§ Exercício proposto 1
Desloque as coordenadas das respostas somando 69 a cada número delas e reproduza apenas o trecho das entradas que vai da linha que contém "provide the segmentation of woman's shoulder, every" até a linha que contém "[[[42,140],[47,144],[57,143],[57,124],[42,126]]]", com os pedidos e com as duas linhas das pontas. Deixe as imagens de fora.

O ônibus amarelo banana partia carregado com um punhado de garotos paramentados de uniformes e chuteiras. “É o pessoal da base que está indo jogar”, explicou o assessor de imprensa Vinicius de Paula. Ele fez as vezes de cicerone pelo estádio José Maria de Campos Maia, mostrando cada pedacinho da história do Mirassol. Na sala de imprensa, em um quadro com a linha do tempo do clube, não lhe escaparam nomes e datas. O também pesquisador está escrevendo um livro sobre o time em parceria com o historiador Vitor Saques Júnior, um fanático senhor de 83 anos. O Mirassol serve de exemplo para muitos clubes maiores do ele que caíram em desgraça.
Pelo segundo ano consecutivo faltou pouco para o Leão da Alta Araraquarense chegar à elite do Campeonato Paulista. O acesso bateu na trave. Mesmo com a vitória em casa sobre o União Barbarense na última partida da rodada, o Mirassol amargou o quinto lugar e não conseguiu subir para a primeira divisão. No ano passado, empatou com o Marília e permaneceu na A2 por ter uma vitória a menos. Neste ano, com a mesma pontuação do Água Santa, não o superou nos saldo de gols. Perde dinheiro e prestígio na Segundona.
Investimento teve de sobra para subir. Com uma folha de pagamento de R$ 200 mil para a Série A2, no alto das arquibancadas do estádio recém-reformado não há espaços em branco para alugar: todos já estão preenchidos pelas logomarcas de nove empresas da região. Comenta-se que o patrocinador principal do time, o dono da Bebidas Poty, estaria decepcionado com os resultados obtidos pelo Mirassol após dois anos de pesados recursos. Isso poria o clube em alerta para um eventual fim do patrocínio e certo aperto nas finanças para as próximas temporadas.
Apesar dessas incertezas, a saúde financeira do Mirassol vai bem, segundo o próprio presidente, Edson Antonio Ermenegildo. A receita é simples: “O Mirassol não tem dívidas e está sempre operando dentro do seu limite financeiro...”
— Que barulho é esse?, se interrompe Ermenegildo. Quando vai retomar a fala, um vuuushhhh novamente é ouvido.
— Ah, já sei o que é.
Pega o aparelho celular.

§ Entradas fornecidas
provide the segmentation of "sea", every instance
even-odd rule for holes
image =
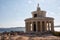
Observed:
[[[54,27],[54,30],[60,32],[60,27]],[[23,32],[25,32],[25,27],[0,28],[0,33],[10,32],[10,31],[23,31]]]

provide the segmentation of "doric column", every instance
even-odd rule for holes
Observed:
[[[29,27],[29,32],[31,31],[31,23],[28,23],[28,27]]]
[[[42,32],[42,21],[40,21],[40,31]]]
[[[49,24],[49,21],[48,21],[48,31],[50,31],[50,26],[49,26],[50,24]]]
[[[51,31],[54,31],[54,21],[51,22]]]
[[[36,32],[38,32],[38,22],[36,21]]]
[[[27,24],[28,24],[28,23],[25,22],[26,32],[28,31],[28,25],[27,25]]]
[[[33,30],[33,29],[34,29],[34,28],[33,28],[33,27],[34,27],[33,21],[31,22],[31,24],[32,24],[32,32],[34,32],[34,30]]]
[[[47,31],[47,22],[44,22],[45,31]]]

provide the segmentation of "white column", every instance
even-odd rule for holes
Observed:
[[[54,31],[54,21],[51,22],[51,31]]]
[[[36,21],[36,32],[38,32],[38,25],[37,25],[38,23],[37,23],[37,21]]]
[[[45,25],[44,26],[45,27],[45,31],[47,31],[47,22],[46,21],[44,22],[44,25]]]
[[[49,26],[49,22],[48,22],[48,31],[50,31],[50,26]]]
[[[42,21],[40,21],[40,31],[42,32]]]

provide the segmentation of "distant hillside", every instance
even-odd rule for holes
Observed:
[[[0,28],[0,32],[10,32],[10,31],[25,31],[25,27],[15,27],[15,28]]]

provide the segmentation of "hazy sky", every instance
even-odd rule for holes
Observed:
[[[24,27],[24,20],[32,17],[38,3],[48,17],[55,18],[54,24],[60,25],[60,0],[0,0],[0,28]]]

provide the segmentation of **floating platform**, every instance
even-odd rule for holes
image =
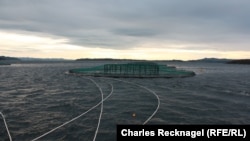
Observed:
[[[154,62],[132,62],[127,64],[105,64],[91,68],[76,68],[69,73],[95,77],[117,78],[173,78],[190,77],[195,73],[177,69],[173,66],[160,65]]]

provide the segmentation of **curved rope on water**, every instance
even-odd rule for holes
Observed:
[[[90,111],[92,111],[93,109],[95,109],[97,106],[99,106],[100,104],[102,104],[105,100],[107,100],[107,99],[113,94],[114,88],[113,88],[113,85],[112,85],[112,84],[110,84],[110,85],[111,85],[111,92],[109,93],[109,95],[108,95],[107,97],[105,97],[104,99],[102,99],[102,101],[100,101],[98,104],[96,104],[95,106],[91,107],[91,108],[90,108],[89,110],[87,110],[86,112],[84,112],[84,113],[78,115],[77,117],[75,117],[75,118],[73,118],[73,119],[71,119],[71,120],[69,120],[69,121],[67,121],[67,122],[65,122],[65,123],[63,123],[63,124],[61,124],[60,126],[57,126],[56,128],[51,129],[50,131],[48,131],[48,132],[42,134],[41,136],[39,136],[39,137],[37,137],[37,138],[35,138],[35,139],[31,140],[31,141],[36,141],[36,140],[38,140],[38,139],[40,139],[40,138],[42,138],[42,137],[44,137],[44,136],[46,136],[46,135],[48,135],[48,134],[54,132],[55,130],[57,130],[57,129],[59,129],[59,128],[65,126],[65,125],[67,125],[67,124],[69,124],[69,123],[71,123],[71,122],[73,122],[73,121],[75,121],[75,120],[77,120],[77,119],[79,119],[79,118],[82,117],[83,115],[85,115],[85,114],[87,114],[88,112],[90,112]],[[99,86],[99,85],[98,85],[98,86]],[[103,95],[103,94],[102,94],[102,95]],[[95,138],[94,138],[94,139],[95,139]]]
[[[96,85],[96,87],[99,88],[99,91],[101,92],[101,96],[102,96],[101,112],[100,112],[100,115],[99,115],[99,120],[98,120],[98,124],[97,124],[97,127],[96,127],[95,136],[94,136],[94,139],[93,139],[93,141],[95,141],[98,130],[99,130],[99,127],[100,127],[102,112],[103,112],[103,92],[102,92],[102,88],[93,79],[91,79],[91,78],[88,78],[88,79],[91,80]]]
[[[113,79],[113,78],[111,78],[111,79]],[[151,90],[151,89],[149,89],[149,88],[147,88],[147,87],[145,87],[145,86],[142,86],[142,85],[139,85],[139,84],[136,84],[136,83],[133,83],[133,82],[129,82],[129,81],[124,81],[124,80],[121,80],[121,79],[113,79],[113,80],[121,81],[121,82],[125,82],[125,83],[129,83],[129,84],[136,85],[136,86],[138,86],[138,87],[144,88],[145,90],[147,90],[147,91],[149,91],[150,93],[152,93],[152,94],[155,95],[155,97],[156,97],[157,100],[158,100],[158,105],[157,105],[155,111],[154,111],[154,112],[152,113],[152,115],[143,123],[143,125],[146,124],[148,121],[150,121],[150,120],[153,118],[153,116],[157,113],[158,109],[160,108],[160,98],[159,98],[159,96],[158,96],[153,90]]]
[[[2,113],[2,112],[0,112],[0,115],[1,115],[1,116],[2,116],[2,118],[3,118],[3,122],[4,122],[5,128],[6,128],[6,130],[7,130],[7,133],[8,133],[9,139],[10,139],[10,141],[12,141],[12,137],[11,137],[11,135],[10,135],[10,131],[9,131],[9,128],[8,128],[7,122],[6,122],[6,120],[5,120],[5,117],[4,117],[4,115],[3,115],[3,113]]]

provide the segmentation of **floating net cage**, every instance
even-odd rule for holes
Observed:
[[[91,68],[76,68],[69,70],[69,73],[76,73],[96,77],[189,77],[194,76],[192,71],[176,69],[172,66],[160,65],[154,62],[132,62],[127,64],[105,64]]]

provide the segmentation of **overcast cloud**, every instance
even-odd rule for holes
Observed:
[[[161,42],[250,51],[249,17],[249,0],[0,0],[0,30],[111,49]]]

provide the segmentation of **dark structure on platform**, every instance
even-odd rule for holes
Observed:
[[[159,70],[159,65],[153,62],[104,65],[104,74],[159,75]]]

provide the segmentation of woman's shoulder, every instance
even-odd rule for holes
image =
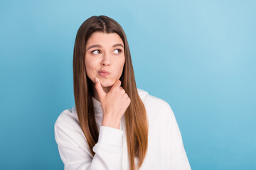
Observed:
[[[78,130],[82,132],[80,126],[75,107],[68,108],[61,112],[58,117],[54,126],[60,129],[73,129]],[[56,129],[56,128],[55,128]]]
[[[170,105],[164,100],[149,94],[147,91],[138,89],[148,114],[154,115],[163,115],[164,118],[171,118],[174,115]]]

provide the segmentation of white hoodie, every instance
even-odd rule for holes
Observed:
[[[174,114],[167,102],[137,89],[149,121],[148,148],[139,170],[191,169]],[[101,103],[92,98],[99,139],[90,154],[75,108],[65,110],[55,125],[55,137],[64,169],[129,169],[124,116],[120,128],[102,126]],[[135,163],[137,164],[135,158]]]

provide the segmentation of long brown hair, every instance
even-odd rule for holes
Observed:
[[[125,125],[130,167],[135,169],[134,158],[138,158],[138,169],[146,157],[148,145],[148,122],[144,105],[141,100],[134,78],[128,41],[121,26],[105,16],[93,16],[79,28],[75,42],[73,56],[73,81],[75,108],[79,123],[88,143],[90,152],[97,142],[99,132],[97,128],[92,103],[92,81],[85,72],[85,45],[90,35],[96,32],[115,33],[124,45],[125,63],[120,77],[122,87],[131,99],[125,115]]]

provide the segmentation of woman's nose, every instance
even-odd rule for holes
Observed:
[[[102,57],[102,64],[105,66],[108,66],[111,64],[111,54],[105,52],[103,54],[103,57]]]

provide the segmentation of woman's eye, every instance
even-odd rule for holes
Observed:
[[[122,52],[122,50],[120,49],[116,49],[114,50],[114,53],[115,54],[119,54]]]
[[[98,54],[100,54],[100,50],[96,50],[92,51],[92,53],[94,55],[98,55]]]

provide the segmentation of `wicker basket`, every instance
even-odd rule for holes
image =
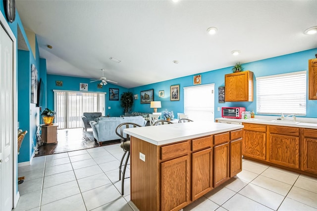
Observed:
[[[54,118],[55,116],[43,116],[42,118],[43,119],[43,123],[45,124],[45,125],[51,125],[53,124],[53,122],[54,121]]]

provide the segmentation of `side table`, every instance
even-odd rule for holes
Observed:
[[[42,140],[47,144],[57,143],[57,124],[42,126]]]

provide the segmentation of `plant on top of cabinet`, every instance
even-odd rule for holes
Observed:
[[[233,72],[242,72],[243,71],[243,67],[242,67],[242,65],[240,64],[240,62],[239,62],[239,64],[237,63],[235,65],[233,66],[232,71]]]

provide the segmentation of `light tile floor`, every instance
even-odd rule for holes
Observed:
[[[15,211],[132,211],[130,181],[121,196],[118,144],[34,158],[18,168]],[[317,179],[243,159],[234,178],[184,211],[315,211]],[[129,176],[127,171],[126,176]]]

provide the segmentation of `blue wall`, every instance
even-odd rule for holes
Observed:
[[[63,86],[56,86],[56,81],[62,81]],[[123,92],[127,92],[128,89],[127,88],[108,83],[106,85],[103,86],[103,88],[100,89],[97,88],[98,82],[90,83],[91,81],[89,78],[56,75],[48,75],[47,81],[47,106],[49,108],[55,109],[53,90],[79,91],[79,83],[84,83],[88,84],[88,92],[106,92],[107,93],[106,96],[106,115],[119,116],[124,113],[123,109],[120,106],[120,101],[109,101],[109,88],[119,89],[119,96],[121,96]],[[110,107],[110,109],[108,109],[109,106]]]
[[[224,75],[232,73],[232,67],[226,67],[215,70],[201,73],[202,84],[214,83],[215,84],[215,118],[221,117],[221,111],[217,111],[217,107],[244,106],[247,110],[254,110],[256,112],[257,97],[255,78],[266,75],[275,75],[288,72],[307,70],[308,79],[308,60],[315,58],[317,53],[317,49],[314,49],[303,52],[298,52],[287,55],[270,58],[252,62],[242,64],[245,70],[250,70],[254,73],[254,101],[253,102],[226,102],[219,104],[218,102],[218,87],[224,86]],[[150,108],[150,104],[141,104],[140,93],[141,91],[154,89],[154,100],[160,101],[162,107],[158,109],[158,112],[162,112],[165,108],[173,110],[174,113],[184,112],[183,88],[193,86],[193,76],[176,78],[172,80],[156,83],[130,89],[129,91],[134,94],[139,95],[139,100],[135,100],[132,110],[134,111],[153,112],[153,108]],[[179,84],[180,101],[170,101],[170,86]],[[164,97],[158,97],[158,91],[164,91]],[[307,89],[308,92],[308,89]],[[317,101],[309,101],[308,94],[307,95],[307,115],[306,117],[317,117]]]

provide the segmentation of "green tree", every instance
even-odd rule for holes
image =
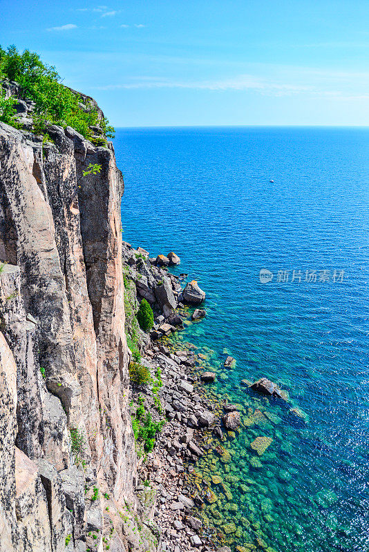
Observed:
[[[14,46],[7,50],[0,46],[0,79],[3,79],[16,81],[21,97],[34,102],[34,125],[40,134],[48,124],[57,124],[71,126],[86,138],[94,140],[90,127],[100,126],[105,137],[100,137],[98,139],[102,143],[98,145],[105,146],[106,138],[113,137],[114,129],[108,119],[100,121],[97,110],[91,105],[81,108],[79,95],[64,86],[55,68],[44,63],[38,54],[29,50],[21,54]],[[12,107],[11,102],[6,101],[8,110]],[[9,120],[8,111],[6,115],[1,115],[1,105],[0,116],[6,116]]]
[[[153,313],[146,299],[141,301],[136,316],[142,330],[146,332],[151,329],[153,326]]]

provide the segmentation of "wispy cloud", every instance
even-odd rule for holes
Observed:
[[[50,27],[49,29],[46,29],[46,30],[71,30],[72,29],[77,28],[77,25],[68,23],[66,25],[62,25],[61,27]]]
[[[111,12],[104,12],[104,13],[102,14],[102,17],[113,17],[117,13],[119,13],[119,12],[115,10],[113,10]]]
[[[343,75],[341,75],[341,77]],[[346,77],[348,75],[346,75]],[[369,74],[366,75],[369,81]],[[258,92],[264,95],[276,97],[292,96],[296,95],[309,95],[330,97],[332,99],[369,99],[369,93],[366,89],[359,92],[346,90],[345,86],[340,90],[328,86],[312,85],[308,83],[294,83],[291,82],[278,82],[270,79],[263,78],[252,75],[240,75],[233,78],[207,81],[182,81],[176,79],[167,79],[158,77],[141,77],[136,78],[133,82],[120,84],[111,84],[98,87],[100,90],[134,90],[139,88],[182,88],[191,90],[206,90],[214,91],[246,90]],[[338,83],[335,83],[336,85]],[[344,84],[342,82],[341,84]]]

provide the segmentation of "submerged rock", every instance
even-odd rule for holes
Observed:
[[[200,305],[205,298],[205,292],[198,286],[196,280],[189,282],[183,290],[183,301],[190,305]]]
[[[236,359],[233,357],[227,357],[224,365],[226,368],[232,368],[236,364]]]
[[[241,424],[240,413],[236,411],[229,412],[223,416],[222,421],[226,429],[236,429]]]
[[[261,456],[272,442],[273,440],[270,437],[257,437],[250,446]]]
[[[294,408],[290,408],[288,411],[288,413],[290,415],[294,418],[296,420],[299,420],[301,422],[304,422],[305,424],[308,424],[309,422],[309,417],[305,413],[302,411],[301,408],[295,407]]]
[[[214,372],[204,372],[200,377],[202,382],[214,382],[216,375]]]
[[[286,400],[285,393],[279,388],[276,384],[273,383],[267,377],[261,377],[250,385],[250,387],[254,391],[258,391],[262,395],[267,395],[269,397],[273,395],[284,400]]]

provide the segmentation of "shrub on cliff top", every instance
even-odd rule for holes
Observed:
[[[144,332],[151,330],[153,326],[153,309],[146,300],[143,299],[140,304],[140,308],[137,313],[137,319],[140,327]]]
[[[52,124],[71,126],[91,139],[92,132],[89,127],[100,125],[106,137],[113,137],[114,129],[108,121],[99,121],[97,112],[91,106],[82,109],[80,97],[63,86],[55,68],[45,65],[35,52],[25,50],[20,54],[14,46],[7,50],[0,46],[0,80],[3,79],[17,82],[22,98],[35,103],[33,120],[41,134],[46,124]],[[6,112],[1,112],[0,106],[0,120],[12,124],[12,101],[3,101],[6,103],[2,111],[5,108]]]

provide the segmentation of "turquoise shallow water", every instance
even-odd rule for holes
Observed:
[[[180,255],[208,312],[184,339],[215,351],[220,376],[223,351],[236,359],[216,388],[244,417],[277,417],[252,419],[227,444],[231,463],[217,464],[234,544],[369,551],[369,131],[120,129],[115,147],[124,239]],[[308,424],[240,387],[263,375]],[[273,439],[260,458],[258,436]]]

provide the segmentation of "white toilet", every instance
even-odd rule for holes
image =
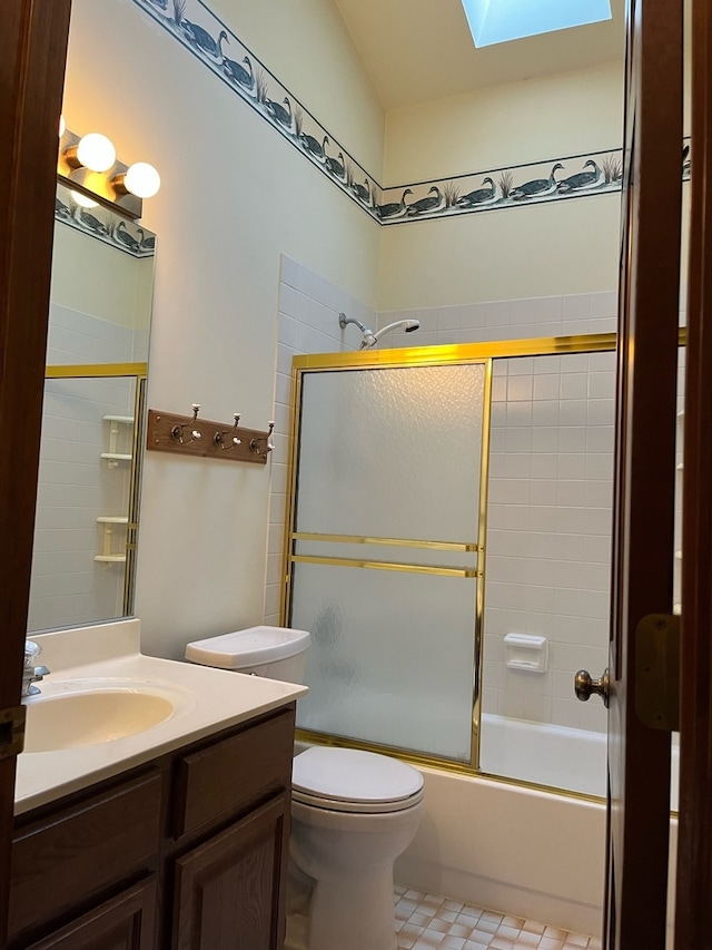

§ Exercício proposto 2
Dê sequência ao texto sobre o Mirassol a partir da última frase mostrada.

§ Resposta esperada 1
provide the segmentation of woman's shoulder, every instance
even-odd rule for holes
image =
Observed:
[[[147,199],[151,201],[149,195],[144,176],[137,177],[130,181],[127,186],[123,195],[129,198],[142,198]],[[125,198],[125,197],[124,197]]]
[[[239,174],[233,169],[218,163],[216,160],[207,158],[217,183],[223,184],[232,184],[233,187],[240,187],[243,184]]]

provide the segmentation of white hoodie, every instance
even-odd rule for holes
Observed:
[[[243,183],[236,171],[206,158],[218,190],[217,217],[208,239],[260,238]],[[170,172],[161,167],[168,208],[159,223],[144,177],[134,179],[124,194],[124,206],[133,238],[198,238],[193,185],[189,197],[171,195]],[[204,232],[206,233],[204,227]]]

provide the segmentation of long brown hair, every instance
even-odd rule for holes
Observed:
[[[194,194],[199,236],[204,238],[203,227],[207,227],[207,238],[215,226],[217,214],[217,191],[213,174],[210,169],[203,147],[197,110],[190,95],[174,85],[162,85],[148,97],[144,111],[142,125],[142,150],[144,177],[148,192],[157,212],[159,221],[166,211],[168,201],[166,197],[161,172],[161,150],[154,141],[154,114],[159,104],[165,101],[184,102],[193,114],[194,132],[189,146],[191,156],[200,168],[194,184]]]

provide the segmentation of woman's nose, every instance
even-odd rule for holes
Observed:
[[[171,126],[171,133],[174,135],[177,135],[180,133],[180,123],[174,121],[172,123],[172,126]]]

provide the segmentation of woman's eye, every instance
even-odd rule for holes
Observed:
[[[191,121],[191,119],[189,118],[185,118],[183,119],[183,122],[184,123],[188,123]]]
[[[167,123],[169,123],[169,119],[165,119],[161,120],[161,122],[163,124],[167,124]]]

provide the segmentation of `wicker basket`, every instance
even-odd rule for holes
image =
Observed:
[[[123,187],[124,185],[112,185],[111,187],[112,188],[112,192],[114,193],[114,194],[120,194],[122,193],[122,191],[123,190]]]

provide the segmentation of `side table`, every instance
even-odd rule for holes
Observed:
[[[111,209],[116,213],[126,212],[126,193],[111,195]]]

§ Resposta esperada 2
— É que eu instalei isso aqui essa semana. Ele avisa quando foi gol. Está 1 a 0 para o Bayern.
“A gente planeja, faz uma previsão da nossa receita e vai procurando no mercado o que se enquadra naquilo”, explicou o mandatário. A ausência de rombos e dívidas, além de seu grande carisma, pode ser um dos fatores para explicar sua longevidade à frente da presidência: 21 anos. “Acho que só o Vadinho (que faleceu três semanas depois), do Capivariano, é que tem mais tempo.”
Os contratos de publicidade feitos pelo clube, para os espaços no estádio, placas no campo ou camisas, têm duração de um ano, o que dá mais fôlego ao Mirassol e independência para se garantir financeiramente. “Isso ajuda a pagar o período em que não tem campeonato. Não sobra dinheiro, mas também não falta”, disse Ermenegildo.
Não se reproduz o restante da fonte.